- [STATED PROBLEM]
In the court excerpt below about the motorcycle and tanker accident, what width does the evidence on record give for the road?

##### READING TEXT

For ready reference, the prayer clause as made by the
claimants in the cross-objections is reproduced here as under:-
"It is therefore respectfully prayed that cross- objection may kindly be allowed and award under appeal may kindly be enhanced to the extent amount claimed with interest at the rate of 18% per annum from the date of accident till realisation with cost throughout."
Heard learned counsel for the parties.
Learned counsel Mr. Jagdish Vyas appearing on behalf of the
appellant - Assurance Company stated that a bare look at the site
inspection report (Ex.-6) would show that the deceased Lala Ram
was driving his motorcycle on wrong side of the road whereas the
tanker was plying on its correct side, but still deceased Lala Ram
(9 of 23) [CMA-36/2001]
collided with the tanker which resulted into his death. While
deciding issue No.1, the learned Tribunal considered the site
inspection report and held that the tanker driver alone was not
negligent and there was also contributory negligence of
motorcycle driver Lala Ram (deceased). In such circumstances,
the learned Tribunal ought to have deducted the proportionate
amount of compensation but while deciding issue No.1, it appears
that the findings on issue No.1 lost sight of the learned Tribunal
which resulted into such erroneous judgment and award. Learned
counsel also stated that the learned Tribunal has gravely erred in
awarding huge amount as compensation in favour of the claimants
without any basis. The findings as recorded by the learned
Tribunal are contrary to material available on record and
therefore, are liable to be quashed. Learned counsel further stated
that without there being any proof regarding income from mining
activities, the learned Tribunal has gravely erred in assessing the
monthly income of the deceased from mining at Rs.2,500/-.
Learned counsel appearing for the Insurance Company
further stated that admittedly, at the time of accident, the
deceased Lalaram was driving the motorcycle and going on Balotra
- Pachpadra road and the offending vehicle was coming from
Pachpadra to Balotra road. As per Exhibit-6, site plan, and
Exhibit-5, detailed memo. of site inspection, accident took place at
the place marked "A" which is situated in the little right side from
the centre point/middle of the road. He further stated that looking
to the size of the vehicle Tanker required more space on the road
whereas the motorcycle required small space. As per evidence
available on record, road width is 18 feet and according to AW-2
Tikmaram, at the time of accident, there was no other vehicle on
(10 of 23) [CMA-36/2001]
the road, therefore, ample space was available to the rider of the
motorcycle but despite of that, motorcycle was driven by the
deceased Lalaram at the little right side from the centre point of
road which is wrong side, therefore, accident took place due to
negligence of the deceased Lalaram himself. He further stated as
per impugned judgment and award, while deciding issue No.1, the
learned Tribunal admitted that as per site plan, upto some extent,
motorcycle driver was also negligent but despite of that, without
any reason, the contributory negligence of the motorcycle driver
(deceased) was not attributed by the learned Tribunal.

##########
##### ENTRIES PROVIDED

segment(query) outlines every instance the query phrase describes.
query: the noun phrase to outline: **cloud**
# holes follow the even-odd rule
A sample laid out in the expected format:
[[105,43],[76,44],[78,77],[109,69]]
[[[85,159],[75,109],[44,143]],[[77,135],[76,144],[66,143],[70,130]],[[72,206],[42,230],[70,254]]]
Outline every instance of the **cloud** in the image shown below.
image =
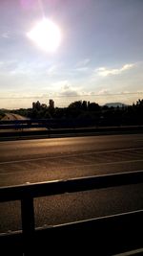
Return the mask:
[[134,66],[133,63],[129,63],[129,64],[123,65],[121,68],[109,69],[109,68],[106,68],[106,67],[99,67],[99,68],[95,69],[95,73],[98,76],[101,76],[101,77],[119,75],[119,74],[121,74],[122,72],[124,72],[126,70],[132,69],[133,66]]
[[8,38],[10,37],[10,32],[4,32],[4,33],[1,34],[0,36],[1,36],[2,38],[8,39]]
[[86,66],[91,61],[90,58],[84,58],[76,63],[76,67],[83,67]]
[[57,65],[52,65],[48,69],[47,74],[49,76],[52,76],[52,75],[56,74],[56,72],[57,72]]
[[107,94],[111,94],[111,90],[109,89],[101,89],[99,92],[98,92],[98,95],[107,95]]

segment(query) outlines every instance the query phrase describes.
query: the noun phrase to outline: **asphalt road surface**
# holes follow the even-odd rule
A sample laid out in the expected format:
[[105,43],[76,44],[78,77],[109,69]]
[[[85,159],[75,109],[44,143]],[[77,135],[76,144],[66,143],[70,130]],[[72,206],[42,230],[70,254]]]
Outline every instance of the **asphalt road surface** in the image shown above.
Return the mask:
[[[143,170],[143,134],[0,142],[0,186]],[[143,209],[143,184],[34,199],[36,226]],[[21,228],[20,202],[0,204],[0,232]]]

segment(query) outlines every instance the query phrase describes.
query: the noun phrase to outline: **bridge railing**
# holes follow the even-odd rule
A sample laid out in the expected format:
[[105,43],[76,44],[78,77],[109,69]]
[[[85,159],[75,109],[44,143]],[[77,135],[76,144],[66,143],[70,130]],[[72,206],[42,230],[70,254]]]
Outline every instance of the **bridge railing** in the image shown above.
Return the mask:
[[[112,255],[111,253],[141,247],[143,246],[143,240],[142,236],[139,235],[139,230],[142,231],[143,228],[142,209],[55,226],[47,226],[45,228],[36,228],[33,203],[33,198],[39,197],[138,183],[143,183],[143,171],[1,187],[0,202],[21,201],[22,232],[1,234],[0,247],[5,246],[6,249],[10,245],[14,250],[18,250],[19,246],[20,251],[23,253],[21,255],[32,255],[30,251],[36,249],[37,244],[42,244],[43,247],[47,238],[49,238],[49,242],[52,239],[55,240],[55,238],[59,239],[61,234],[66,234],[64,235],[66,238],[68,232],[70,232],[71,235],[73,235],[74,242],[75,234],[82,236],[84,241],[87,234],[94,231],[98,241],[96,249],[98,246],[100,247],[101,255]],[[120,232],[122,233],[121,236]],[[106,240],[106,243],[110,244],[111,240],[114,240],[114,236],[116,236],[114,245],[101,247],[101,241],[103,243]],[[84,244],[82,244],[82,246],[84,246]],[[106,254],[103,254],[103,250],[106,250]],[[98,253],[97,255],[100,254]]]

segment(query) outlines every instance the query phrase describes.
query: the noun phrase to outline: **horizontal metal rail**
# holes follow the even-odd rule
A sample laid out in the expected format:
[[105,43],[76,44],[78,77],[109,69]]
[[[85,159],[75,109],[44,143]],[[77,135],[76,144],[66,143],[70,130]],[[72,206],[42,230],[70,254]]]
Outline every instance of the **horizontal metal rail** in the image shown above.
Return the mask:
[[[32,183],[28,185],[17,185],[0,188],[0,202],[11,201],[11,200],[21,200],[21,217],[22,217],[22,243],[24,244],[25,255],[29,255],[29,248],[31,246],[32,241],[36,239],[36,229],[34,224],[34,206],[33,198],[38,197],[47,197],[51,195],[59,195],[64,193],[73,193],[93,189],[101,189],[108,187],[116,187],[128,184],[136,184],[143,182],[143,171],[136,172],[127,172],[104,175],[87,176],[80,178],[72,178],[68,180],[54,180],[48,182]],[[75,223],[52,226],[52,228],[46,228],[42,230],[42,234],[50,232],[51,235],[51,230],[60,231],[81,231],[87,228],[92,228],[95,226],[99,232],[101,228],[101,223],[106,226],[108,230],[111,226],[116,225],[116,223],[125,224],[128,222],[129,218],[133,220],[133,223],[135,221],[135,226],[133,230],[141,223],[143,218],[143,211],[136,212],[135,214],[130,213],[129,215],[124,214],[120,217],[111,217],[108,219],[100,220],[91,220],[86,221],[78,221]],[[115,221],[113,221],[115,220]],[[138,222],[139,221],[139,222]],[[98,223],[98,224],[97,224]],[[111,224],[110,224],[111,223]],[[124,225],[123,224],[123,225]],[[130,222],[131,225],[131,222]],[[130,230],[130,225],[127,229]],[[102,226],[102,229],[103,229]],[[141,225],[140,225],[141,226]],[[36,232],[35,232],[36,231]],[[38,231],[39,234],[40,231]],[[52,231],[53,232],[53,231]],[[113,232],[113,231],[112,231]],[[134,231],[135,232],[135,231]],[[54,232],[55,234],[55,232]],[[0,241],[6,237],[11,239],[10,236],[0,236]],[[15,236],[17,237],[17,236]],[[40,235],[40,237],[43,237]],[[14,236],[13,236],[14,238]],[[39,236],[38,236],[39,238]],[[44,237],[43,237],[44,241]],[[141,243],[139,243],[140,245]]]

##########

- [TASK OUTPUT]
18 feet